== Direction ==
Reproduce the listing below with "flower bud" swapped for "seed pod", keeping everything else the same. Omit the pictures from your answer.

[Rows from a pointing dataset]
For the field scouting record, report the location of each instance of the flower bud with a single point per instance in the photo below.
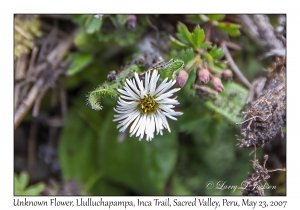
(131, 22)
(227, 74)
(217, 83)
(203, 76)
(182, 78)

== Task output ==
For the field scouting record, report the location of each instance of the seed pod with a single point per instance in the photo below.
(131, 22)
(227, 74)
(217, 83)
(203, 76)
(182, 78)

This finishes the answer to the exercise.